Text passage:
The pattern holds true across all of the Big Pharmas, putting their average profit against revenue percentages higher than any other industry. There isn’t an exact definition of “excessive profits”, but if consumers are annoyed when the gas companies make record profits, they should be doubly troubled by the profits that the Big Pharmas are making.

Let’s look at some other facts:

  • Since 2004, the global pharmaceuticals market has witnessed moderate growth across different geographies.
  • The market growth is expected to decelerate through to 2013 due to increased number of patent expiries and intensifying competition from generic drug manufacturers.
  • The global pharmaceuticals industry generated total revenues of $615.1 billion in 2008.
  • Profits rose at a compound annual growth rate (CAGR) of 4.7% for the period spanning 2004-08.
  • The industry’s total revenues are expected to touch $734 billion by the end of 2013, representing a CAGR of 3.6% for the 2008-13 period.
  • The top 10 global pharmaceutical companies recorded revenues of $348.3 billion during 2008, an increase of 4% over 2007.

Material supplied:
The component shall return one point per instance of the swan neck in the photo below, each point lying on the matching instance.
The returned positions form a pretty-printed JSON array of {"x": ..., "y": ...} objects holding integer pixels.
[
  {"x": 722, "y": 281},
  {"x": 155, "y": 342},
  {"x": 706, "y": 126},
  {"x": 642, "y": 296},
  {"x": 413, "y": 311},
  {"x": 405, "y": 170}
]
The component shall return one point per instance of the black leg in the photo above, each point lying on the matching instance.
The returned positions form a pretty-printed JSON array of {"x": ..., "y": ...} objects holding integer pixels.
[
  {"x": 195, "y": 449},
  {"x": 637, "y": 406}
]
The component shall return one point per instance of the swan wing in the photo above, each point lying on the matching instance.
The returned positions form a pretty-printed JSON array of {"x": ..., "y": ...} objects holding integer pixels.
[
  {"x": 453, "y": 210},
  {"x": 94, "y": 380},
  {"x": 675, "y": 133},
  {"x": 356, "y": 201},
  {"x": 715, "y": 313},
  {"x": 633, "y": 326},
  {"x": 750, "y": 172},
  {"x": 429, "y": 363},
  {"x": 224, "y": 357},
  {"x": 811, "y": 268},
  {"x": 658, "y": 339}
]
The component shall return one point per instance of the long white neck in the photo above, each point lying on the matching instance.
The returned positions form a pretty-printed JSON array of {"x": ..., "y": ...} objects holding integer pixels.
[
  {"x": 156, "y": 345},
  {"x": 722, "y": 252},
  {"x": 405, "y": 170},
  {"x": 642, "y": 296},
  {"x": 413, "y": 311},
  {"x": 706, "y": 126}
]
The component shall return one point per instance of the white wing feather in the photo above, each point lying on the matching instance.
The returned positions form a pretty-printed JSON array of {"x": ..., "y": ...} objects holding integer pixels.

Exercise aim: Reproduce the portion of the passage on pharmaceutical industry profits that starts at "Let’s look at" and ends at "4% over 2007.".

Completed task:
Let’s look at some other facts:

  • Since 2004, the global pharmaceuticals market has witnessed moderate growth across different geographies.
  • The market growth is expected to decelerate through to 2013 due to increased number of patent expiries and intensifying competition from generic drug manufacturers.
  • The global pharmaceuticals industry generated total revenues of $615.1 billion in 2008.
  • Profits rose at a compound annual growth rate (CAGR) of 4.7% for the period spanning 2004-08.
  • The industry’s total revenues are expected to touch $734 billion by the end of 2013, representing a CAGR of 3.6% for the 2008-13 period.
  • The top 10 global pharmaceutical companies recorded revenues of $348.3 billion during 2008, an increase of 4% over 2007.